EXCERPT TO READ:

2. Grant of Option; Purchase of Stock.
(a) Subject to the terms, conditions, and restrictions set forth in
the Plan and in this Agreement, Xxxxx Systems hereby grants to
Participant, and Participant hereby accepts from Xxxxx Systems,
the option to purchase from Xxxxx Systems the number of shares of
Common Stock specified on Attachment A hereto, at the purchase
price so specified, which option will Vest in Participant in
accordance with the Vesting Schedule set forth on Attachment A
hereto. The Option shall only continue to Vest only for as long
as Participant is an employee of Company, unless the Committee,
in its sole discretion, agrees in writing otherwise. Participant
will have the right to exercise the Vested Option and purchase
Common Stock after the Option Vests as provided in Section 2(d)
below.
(b) The purchase price of shares as to which the Option is exercised
must be paid to Xxxxx Systems at the time of the exercise either
in cash or in such other consideration as the Committee may
approve having a total fair market value, as determined by the
Committee, equal to the purchase price, or a combination of cash
and such other consideration.

GIVEN ENTRIES:

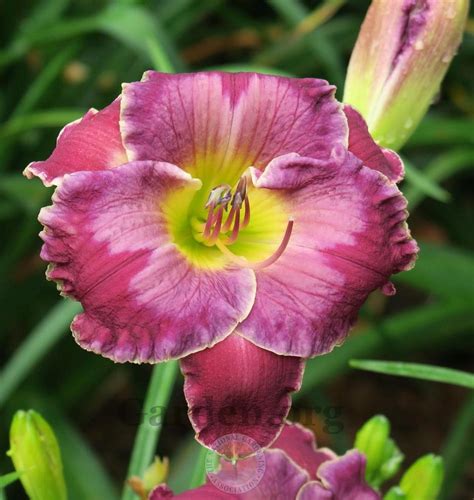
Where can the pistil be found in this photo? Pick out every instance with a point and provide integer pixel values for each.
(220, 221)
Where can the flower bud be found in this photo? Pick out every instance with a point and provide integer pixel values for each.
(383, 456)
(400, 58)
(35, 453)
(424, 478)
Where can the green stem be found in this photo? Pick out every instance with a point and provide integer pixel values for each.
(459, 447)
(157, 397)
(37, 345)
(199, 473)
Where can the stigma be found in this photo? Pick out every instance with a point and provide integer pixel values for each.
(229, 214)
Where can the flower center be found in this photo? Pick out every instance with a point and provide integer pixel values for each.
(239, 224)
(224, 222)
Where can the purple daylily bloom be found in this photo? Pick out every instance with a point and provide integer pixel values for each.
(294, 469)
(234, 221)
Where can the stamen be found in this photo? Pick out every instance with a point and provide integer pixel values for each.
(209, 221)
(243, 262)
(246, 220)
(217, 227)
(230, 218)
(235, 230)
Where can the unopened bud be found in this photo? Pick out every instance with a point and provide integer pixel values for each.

* * *

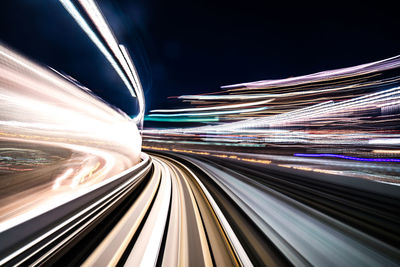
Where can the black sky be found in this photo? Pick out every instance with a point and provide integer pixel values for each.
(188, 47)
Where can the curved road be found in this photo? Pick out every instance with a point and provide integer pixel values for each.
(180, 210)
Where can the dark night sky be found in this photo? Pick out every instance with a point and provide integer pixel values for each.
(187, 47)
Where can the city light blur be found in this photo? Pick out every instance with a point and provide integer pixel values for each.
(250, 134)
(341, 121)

---

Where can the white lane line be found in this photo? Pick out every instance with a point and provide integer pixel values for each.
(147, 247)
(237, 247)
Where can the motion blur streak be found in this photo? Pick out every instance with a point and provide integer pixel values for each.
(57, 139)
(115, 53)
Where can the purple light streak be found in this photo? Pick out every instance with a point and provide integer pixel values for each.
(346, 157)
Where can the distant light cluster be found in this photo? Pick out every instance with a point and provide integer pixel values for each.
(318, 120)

EXERCISE INSTRUCTIONS:
1 – List every party or governing body named in the stock option clause, each once.
2 – From the stock option clause, return the passage that starts at the words "2. Grant of" and ends after the words "in Section 2(d)".

RESULTS OF THE EXERCISE:
1 –
Xxxxx Systems
Participant
Company
the Committee

2 –
2. Grant of Option; Purchase of Stock.
(a) Subject to the terms, conditions, and restrictions set forth in
the Plan and in this Agreement, Xxxxx Systems hereby grants to
Participant, and Participant hereby accepts from Xxxxx Systems,
the option to purchase from Xxxxx Systems the number of shares of
Common Stock specified on Attachment A hereto, at the purchase
price so specified, which option will Vest in Participant in
accordance with the Vesting Schedule set forth on Attachment A
hereto. The Option shall only continue to Vest only for as long
as Participant is an employee of Company, unless the Committee,
in its sole discretion, agrees in writing otherwise. Participant
will have the right to exercise the Vested Option and purchase
Common Stock after the Option Vests as provided in Section 2(d)